PROBLEM DETAILS:
Find the line containing "of the vanity" in the material below; copy that line and all following lines exactly.
======== PROVIDED ENTRIES
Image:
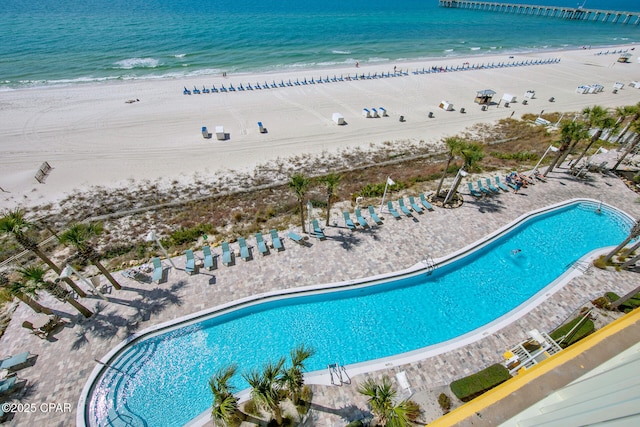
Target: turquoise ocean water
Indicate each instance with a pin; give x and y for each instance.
(43, 42)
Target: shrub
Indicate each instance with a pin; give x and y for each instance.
(474, 385)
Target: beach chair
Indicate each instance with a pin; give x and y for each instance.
(157, 270)
(405, 210)
(414, 205)
(275, 240)
(473, 191)
(425, 202)
(392, 210)
(208, 258)
(226, 253)
(317, 231)
(262, 246)
(347, 221)
(490, 186)
(244, 250)
(374, 217)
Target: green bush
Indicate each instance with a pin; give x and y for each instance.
(474, 385)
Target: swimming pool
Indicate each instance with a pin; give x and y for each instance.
(167, 371)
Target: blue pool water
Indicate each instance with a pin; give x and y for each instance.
(167, 374)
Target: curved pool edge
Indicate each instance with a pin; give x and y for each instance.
(320, 377)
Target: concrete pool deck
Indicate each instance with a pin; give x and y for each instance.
(64, 364)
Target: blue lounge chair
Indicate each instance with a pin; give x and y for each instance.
(190, 266)
(317, 230)
(491, 187)
(226, 253)
(374, 217)
(157, 270)
(473, 191)
(414, 205)
(392, 210)
(363, 222)
(244, 250)
(208, 258)
(348, 222)
(262, 246)
(275, 240)
(403, 208)
(425, 202)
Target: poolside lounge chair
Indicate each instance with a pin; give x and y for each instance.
(15, 363)
(262, 246)
(403, 208)
(425, 202)
(473, 191)
(275, 240)
(348, 222)
(392, 210)
(226, 253)
(190, 266)
(414, 206)
(208, 258)
(363, 222)
(317, 230)
(244, 250)
(374, 217)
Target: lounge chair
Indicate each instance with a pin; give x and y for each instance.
(226, 253)
(262, 246)
(244, 250)
(392, 210)
(414, 205)
(158, 270)
(403, 208)
(473, 191)
(425, 202)
(491, 187)
(363, 222)
(348, 222)
(190, 266)
(15, 363)
(208, 258)
(374, 217)
(317, 230)
(275, 240)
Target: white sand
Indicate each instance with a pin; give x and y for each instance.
(91, 136)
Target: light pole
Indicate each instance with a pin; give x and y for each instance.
(151, 237)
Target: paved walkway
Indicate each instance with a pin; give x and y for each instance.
(64, 363)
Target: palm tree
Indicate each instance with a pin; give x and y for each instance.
(299, 183)
(78, 235)
(35, 275)
(294, 377)
(265, 388)
(14, 222)
(331, 182)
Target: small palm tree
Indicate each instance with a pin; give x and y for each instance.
(14, 222)
(299, 183)
(79, 235)
(331, 182)
(35, 276)
(266, 388)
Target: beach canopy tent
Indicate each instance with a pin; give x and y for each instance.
(484, 96)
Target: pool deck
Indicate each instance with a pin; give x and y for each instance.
(64, 364)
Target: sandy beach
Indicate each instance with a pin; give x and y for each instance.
(91, 135)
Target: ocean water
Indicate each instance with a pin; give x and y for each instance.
(43, 42)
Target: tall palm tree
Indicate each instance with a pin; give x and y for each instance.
(299, 183)
(14, 222)
(266, 388)
(79, 235)
(293, 377)
(35, 275)
(331, 182)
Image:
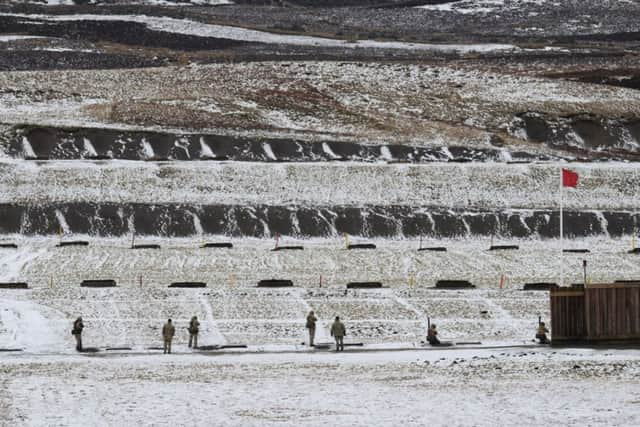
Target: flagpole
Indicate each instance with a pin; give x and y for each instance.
(561, 231)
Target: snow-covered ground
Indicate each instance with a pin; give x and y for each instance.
(363, 102)
(232, 310)
(612, 186)
(188, 27)
(443, 388)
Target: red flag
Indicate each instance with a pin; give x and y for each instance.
(569, 178)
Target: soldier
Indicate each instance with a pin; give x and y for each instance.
(311, 325)
(194, 328)
(168, 331)
(432, 335)
(78, 326)
(541, 334)
(338, 331)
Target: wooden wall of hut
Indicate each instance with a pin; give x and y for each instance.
(567, 314)
(599, 313)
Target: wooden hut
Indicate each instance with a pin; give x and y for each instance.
(597, 314)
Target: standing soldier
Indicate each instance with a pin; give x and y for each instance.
(541, 334)
(338, 331)
(168, 331)
(194, 328)
(432, 335)
(78, 326)
(311, 325)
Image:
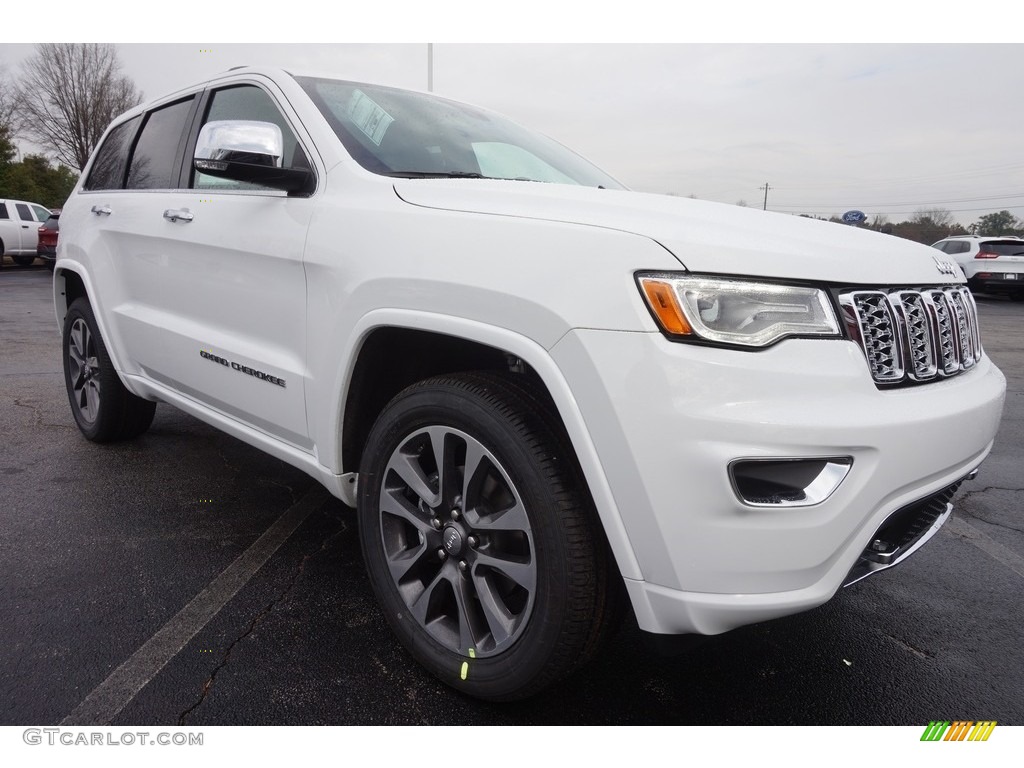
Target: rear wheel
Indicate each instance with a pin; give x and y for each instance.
(103, 410)
(481, 545)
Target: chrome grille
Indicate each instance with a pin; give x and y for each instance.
(913, 335)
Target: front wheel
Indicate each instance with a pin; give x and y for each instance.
(103, 410)
(480, 541)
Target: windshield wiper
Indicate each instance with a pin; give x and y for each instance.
(435, 174)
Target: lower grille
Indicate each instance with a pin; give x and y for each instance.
(903, 531)
(913, 335)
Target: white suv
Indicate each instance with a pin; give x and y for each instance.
(992, 264)
(536, 386)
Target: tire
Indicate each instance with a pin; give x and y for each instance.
(103, 410)
(496, 583)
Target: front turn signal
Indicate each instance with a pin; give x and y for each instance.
(662, 300)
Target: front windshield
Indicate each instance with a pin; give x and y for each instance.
(415, 135)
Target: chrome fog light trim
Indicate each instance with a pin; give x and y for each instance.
(786, 482)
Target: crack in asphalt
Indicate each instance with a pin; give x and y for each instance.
(920, 652)
(38, 415)
(968, 496)
(258, 619)
(239, 470)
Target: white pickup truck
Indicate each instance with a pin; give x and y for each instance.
(540, 390)
(19, 222)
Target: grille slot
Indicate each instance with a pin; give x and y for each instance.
(913, 335)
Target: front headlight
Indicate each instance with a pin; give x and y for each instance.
(736, 311)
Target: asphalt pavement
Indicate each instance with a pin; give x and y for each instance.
(186, 579)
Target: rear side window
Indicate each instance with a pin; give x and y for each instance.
(155, 160)
(108, 170)
(1005, 248)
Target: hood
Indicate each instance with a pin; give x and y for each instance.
(704, 237)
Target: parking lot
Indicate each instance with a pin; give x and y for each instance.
(102, 547)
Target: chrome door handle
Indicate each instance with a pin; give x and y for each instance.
(178, 215)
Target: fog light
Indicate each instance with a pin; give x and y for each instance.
(787, 482)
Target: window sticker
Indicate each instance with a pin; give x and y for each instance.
(369, 117)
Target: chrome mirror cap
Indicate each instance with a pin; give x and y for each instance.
(249, 141)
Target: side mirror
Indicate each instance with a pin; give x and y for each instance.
(248, 151)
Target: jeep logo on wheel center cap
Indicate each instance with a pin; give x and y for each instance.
(453, 541)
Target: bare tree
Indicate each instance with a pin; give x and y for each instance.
(68, 94)
(941, 217)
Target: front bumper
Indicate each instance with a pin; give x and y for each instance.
(668, 420)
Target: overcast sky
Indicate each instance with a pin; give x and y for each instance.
(886, 129)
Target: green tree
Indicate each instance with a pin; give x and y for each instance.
(38, 180)
(1001, 222)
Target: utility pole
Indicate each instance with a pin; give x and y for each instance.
(430, 68)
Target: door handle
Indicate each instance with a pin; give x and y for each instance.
(181, 214)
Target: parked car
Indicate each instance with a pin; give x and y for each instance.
(539, 389)
(19, 229)
(48, 232)
(992, 264)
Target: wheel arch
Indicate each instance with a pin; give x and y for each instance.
(463, 345)
(71, 282)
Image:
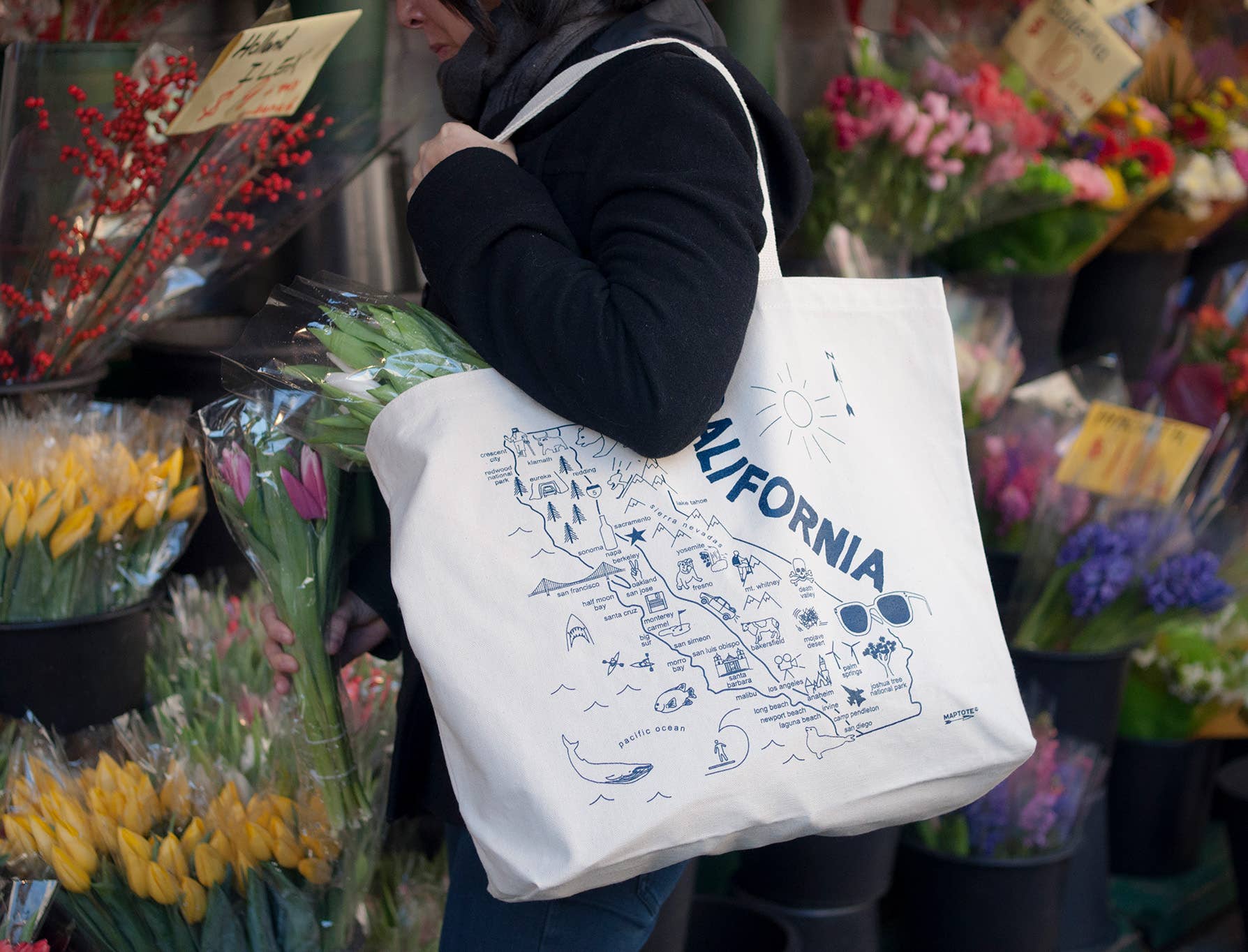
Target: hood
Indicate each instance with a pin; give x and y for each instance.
(789, 175)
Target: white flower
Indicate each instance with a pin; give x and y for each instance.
(356, 383)
(1231, 185)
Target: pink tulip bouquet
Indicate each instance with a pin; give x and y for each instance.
(282, 505)
(910, 170)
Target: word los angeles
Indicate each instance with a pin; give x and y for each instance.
(778, 499)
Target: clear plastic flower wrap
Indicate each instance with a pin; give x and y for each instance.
(347, 351)
(155, 854)
(988, 352)
(283, 507)
(96, 502)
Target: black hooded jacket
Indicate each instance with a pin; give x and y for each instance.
(611, 274)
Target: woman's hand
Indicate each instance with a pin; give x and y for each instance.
(453, 137)
(353, 630)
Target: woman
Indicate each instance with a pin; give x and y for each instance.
(606, 262)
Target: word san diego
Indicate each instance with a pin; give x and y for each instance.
(778, 499)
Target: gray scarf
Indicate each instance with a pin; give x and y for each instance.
(480, 84)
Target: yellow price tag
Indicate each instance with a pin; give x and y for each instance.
(1072, 54)
(1124, 453)
(265, 71)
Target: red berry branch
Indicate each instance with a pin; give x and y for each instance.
(145, 205)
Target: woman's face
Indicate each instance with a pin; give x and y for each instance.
(443, 28)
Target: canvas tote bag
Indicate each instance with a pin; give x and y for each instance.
(785, 629)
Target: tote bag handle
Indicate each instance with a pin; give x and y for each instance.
(769, 258)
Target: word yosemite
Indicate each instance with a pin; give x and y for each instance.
(778, 499)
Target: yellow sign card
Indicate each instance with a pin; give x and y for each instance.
(1072, 54)
(1113, 8)
(265, 71)
(1121, 452)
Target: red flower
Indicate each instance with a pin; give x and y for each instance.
(1194, 129)
(1210, 320)
(1197, 394)
(1156, 156)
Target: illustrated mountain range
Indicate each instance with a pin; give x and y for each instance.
(759, 603)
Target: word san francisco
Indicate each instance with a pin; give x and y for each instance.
(778, 499)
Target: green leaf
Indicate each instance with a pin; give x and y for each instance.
(296, 920)
(260, 917)
(223, 932)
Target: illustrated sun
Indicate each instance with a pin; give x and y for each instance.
(796, 408)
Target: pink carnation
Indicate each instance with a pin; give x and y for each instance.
(1241, 158)
(1006, 168)
(1091, 184)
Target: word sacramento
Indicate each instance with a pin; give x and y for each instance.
(778, 499)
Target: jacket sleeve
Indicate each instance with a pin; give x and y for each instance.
(638, 334)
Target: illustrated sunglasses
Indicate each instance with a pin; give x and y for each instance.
(893, 609)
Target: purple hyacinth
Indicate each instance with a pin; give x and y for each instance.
(1184, 581)
(1138, 528)
(988, 820)
(1094, 540)
(1097, 583)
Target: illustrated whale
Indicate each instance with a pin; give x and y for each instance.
(604, 773)
(674, 699)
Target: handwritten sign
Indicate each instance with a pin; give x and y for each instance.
(1072, 54)
(265, 71)
(1124, 453)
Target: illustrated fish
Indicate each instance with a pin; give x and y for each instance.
(604, 773)
(674, 699)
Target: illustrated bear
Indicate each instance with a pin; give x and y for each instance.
(687, 577)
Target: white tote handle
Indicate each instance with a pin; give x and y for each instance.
(769, 258)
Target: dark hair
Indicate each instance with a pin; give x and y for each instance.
(547, 15)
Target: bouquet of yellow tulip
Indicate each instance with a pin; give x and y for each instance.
(96, 503)
(165, 860)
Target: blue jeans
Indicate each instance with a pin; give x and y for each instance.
(613, 918)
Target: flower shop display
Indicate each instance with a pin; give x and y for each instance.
(156, 858)
(1118, 163)
(1211, 375)
(988, 350)
(98, 500)
(93, 255)
(1013, 461)
(1115, 581)
(357, 352)
(1210, 134)
(912, 170)
(282, 505)
(82, 20)
(1011, 850)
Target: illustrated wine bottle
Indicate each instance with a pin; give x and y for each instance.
(608, 533)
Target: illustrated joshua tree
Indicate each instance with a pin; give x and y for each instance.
(882, 652)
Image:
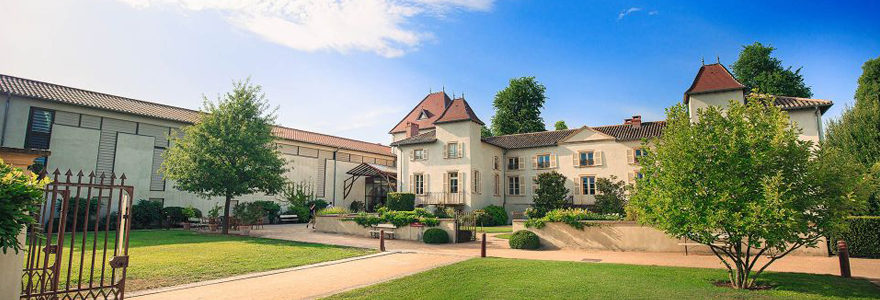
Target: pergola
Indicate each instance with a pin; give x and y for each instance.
(389, 174)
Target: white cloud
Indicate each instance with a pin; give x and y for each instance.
(380, 26)
(627, 12)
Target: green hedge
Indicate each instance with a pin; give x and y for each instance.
(435, 236)
(401, 201)
(863, 236)
(524, 239)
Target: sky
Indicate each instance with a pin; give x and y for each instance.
(355, 68)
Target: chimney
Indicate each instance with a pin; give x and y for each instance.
(636, 121)
(412, 129)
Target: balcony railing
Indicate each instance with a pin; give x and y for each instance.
(440, 198)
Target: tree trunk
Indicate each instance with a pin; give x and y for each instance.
(226, 214)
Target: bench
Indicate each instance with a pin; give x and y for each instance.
(289, 218)
(376, 230)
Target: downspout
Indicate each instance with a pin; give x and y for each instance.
(335, 162)
(5, 118)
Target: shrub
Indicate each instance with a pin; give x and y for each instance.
(271, 209)
(570, 216)
(435, 236)
(20, 198)
(333, 211)
(862, 236)
(356, 206)
(494, 216)
(401, 201)
(524, 239)
(146, 214)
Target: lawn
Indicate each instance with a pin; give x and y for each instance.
(498, 278)
(160, 258)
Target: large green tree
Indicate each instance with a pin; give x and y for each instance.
(518, 107)
(756, 68)
(857, 131)
(230, 151)
(741, 182)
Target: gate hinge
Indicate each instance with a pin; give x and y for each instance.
(119, 262)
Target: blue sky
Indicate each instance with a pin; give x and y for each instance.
(354, 68)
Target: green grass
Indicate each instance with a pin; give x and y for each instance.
(498, 278)
(160, 258)
(495, 229)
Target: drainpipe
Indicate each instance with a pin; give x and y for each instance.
(335, 162)
(5, 118)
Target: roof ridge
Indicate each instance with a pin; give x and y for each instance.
(100, 93)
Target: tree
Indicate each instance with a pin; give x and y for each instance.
(611, 198)
(551, 192)
(230, 151)
(857, 132)
(756, 69)
(740, 182)
(518, 107)
(560, 125)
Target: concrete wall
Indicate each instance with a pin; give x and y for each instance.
(339, 224)
(624, 236)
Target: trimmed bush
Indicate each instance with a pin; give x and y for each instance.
(146, 214)
(495, 216)
(524, 239)
(401, 201)
(435, 236)
(863, 236)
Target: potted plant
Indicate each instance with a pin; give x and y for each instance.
(214, 217)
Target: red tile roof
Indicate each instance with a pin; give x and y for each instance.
(434, 104)
(59, 93)
(459, 110)
(713, 77)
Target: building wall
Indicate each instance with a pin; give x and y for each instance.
(96, 140)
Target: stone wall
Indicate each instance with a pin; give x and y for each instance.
(340, 224)
(624, 236)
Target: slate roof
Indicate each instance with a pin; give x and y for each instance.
(74, 96)
(458, 110)
(530, 140)
(423, 138)
(626, 132)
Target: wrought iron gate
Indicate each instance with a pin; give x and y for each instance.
(79, 248)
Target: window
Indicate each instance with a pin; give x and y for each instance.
(513, 185)
(585, 159)
(543, 161)
(419, 184)
(513, 163)
(453, 182)
(588, 185)
(39, 128)
(476, 189)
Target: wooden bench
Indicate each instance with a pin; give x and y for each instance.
(289, 218)
(388, 228)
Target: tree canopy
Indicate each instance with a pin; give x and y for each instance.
(757, 69)
(560, 125)
(741, 182)
(518, 107)
(857, 132)
(230, 151)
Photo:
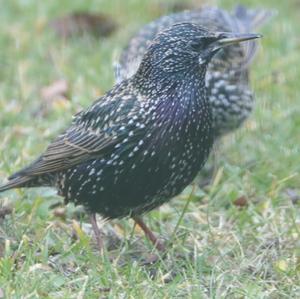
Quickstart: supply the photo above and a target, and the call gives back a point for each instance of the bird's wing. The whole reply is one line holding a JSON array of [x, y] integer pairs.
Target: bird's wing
[[93, 133]]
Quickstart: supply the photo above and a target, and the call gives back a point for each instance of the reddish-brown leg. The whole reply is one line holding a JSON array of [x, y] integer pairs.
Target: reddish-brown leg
[[97, 232], [149, 234]]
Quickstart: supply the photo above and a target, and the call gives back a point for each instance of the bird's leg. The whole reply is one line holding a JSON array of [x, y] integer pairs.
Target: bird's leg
[[96, 231], [149, 234]]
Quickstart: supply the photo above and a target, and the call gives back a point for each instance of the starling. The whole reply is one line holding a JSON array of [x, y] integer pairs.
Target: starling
[[227, 78], [140, 144]]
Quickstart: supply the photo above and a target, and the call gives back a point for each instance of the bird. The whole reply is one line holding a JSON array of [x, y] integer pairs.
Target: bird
[[140, 144], [227, 79]]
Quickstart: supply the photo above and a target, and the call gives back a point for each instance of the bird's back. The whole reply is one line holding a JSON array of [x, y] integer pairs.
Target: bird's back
[[227, 77]]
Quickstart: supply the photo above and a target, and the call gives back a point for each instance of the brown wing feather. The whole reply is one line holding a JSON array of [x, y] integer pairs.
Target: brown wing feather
[[66, 152]]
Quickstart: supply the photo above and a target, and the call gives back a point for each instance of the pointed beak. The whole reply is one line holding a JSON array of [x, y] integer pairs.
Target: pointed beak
[[226, 39]]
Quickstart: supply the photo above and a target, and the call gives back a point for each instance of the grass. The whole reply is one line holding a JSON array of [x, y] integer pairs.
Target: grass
[[219, 250]]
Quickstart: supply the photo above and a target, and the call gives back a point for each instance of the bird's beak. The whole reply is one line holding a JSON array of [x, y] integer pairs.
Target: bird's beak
[[226, 39]]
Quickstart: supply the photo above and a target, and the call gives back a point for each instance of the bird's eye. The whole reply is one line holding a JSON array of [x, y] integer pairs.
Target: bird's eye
[[201, 44], [196, 46]]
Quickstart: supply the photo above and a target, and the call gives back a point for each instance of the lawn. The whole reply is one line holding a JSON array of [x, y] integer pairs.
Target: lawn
[[239, 237]]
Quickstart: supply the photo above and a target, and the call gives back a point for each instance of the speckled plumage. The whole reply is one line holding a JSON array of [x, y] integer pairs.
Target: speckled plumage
[[144, 140], [227, 78]]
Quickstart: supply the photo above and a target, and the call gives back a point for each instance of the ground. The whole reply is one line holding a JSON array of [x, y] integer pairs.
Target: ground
[[236, 238]]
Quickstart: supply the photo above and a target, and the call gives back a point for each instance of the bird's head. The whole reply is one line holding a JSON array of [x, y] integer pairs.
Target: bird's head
[[186, 46]]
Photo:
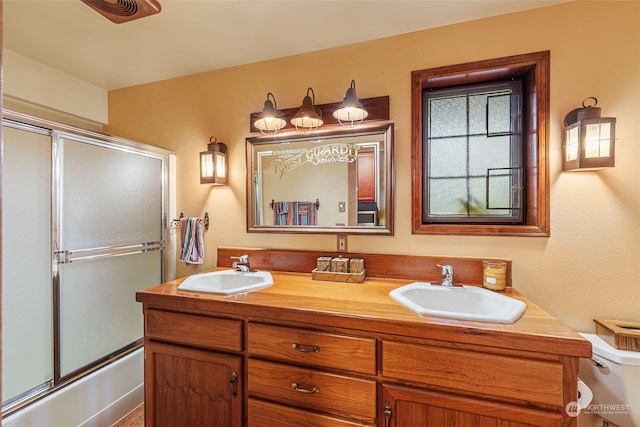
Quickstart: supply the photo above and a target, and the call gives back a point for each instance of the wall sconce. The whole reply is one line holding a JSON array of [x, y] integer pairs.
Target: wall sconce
[[213, 163], [309, 117], [589, 140], [271, 120], [351, 113]]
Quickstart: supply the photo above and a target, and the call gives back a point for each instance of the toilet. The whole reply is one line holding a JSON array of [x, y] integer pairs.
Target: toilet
[[613, 376]]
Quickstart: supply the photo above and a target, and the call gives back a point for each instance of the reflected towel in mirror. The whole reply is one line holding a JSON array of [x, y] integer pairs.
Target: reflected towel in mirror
[[192, 240]]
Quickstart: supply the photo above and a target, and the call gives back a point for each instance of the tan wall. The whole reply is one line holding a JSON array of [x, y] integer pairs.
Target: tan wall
[[587, 268]]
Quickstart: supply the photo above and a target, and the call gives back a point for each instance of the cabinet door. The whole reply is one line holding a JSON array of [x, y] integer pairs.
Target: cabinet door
[[403, 406], [190, 387]]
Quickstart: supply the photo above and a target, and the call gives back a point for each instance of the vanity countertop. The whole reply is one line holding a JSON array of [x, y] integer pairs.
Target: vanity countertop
[[367, 306]]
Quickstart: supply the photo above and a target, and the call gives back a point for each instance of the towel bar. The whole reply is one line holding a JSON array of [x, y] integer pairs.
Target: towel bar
[[205, 221]]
================
THE REPLY:
Quickstart: supply the photo above and a target, and the call gives back a point for each instance of the vanity countertop. The whole reply is one line holding a JSON array of [x, y] integer pairs.
Target: vanity countertop
[[367, 306]]
Quickstart: supply the photo above and a target, and the call gives back a point for each instance of the towel bar. The whole reply is one line holding a JSON array of [x, y] integer pairs.
Target: towel bar
[[205, 221]]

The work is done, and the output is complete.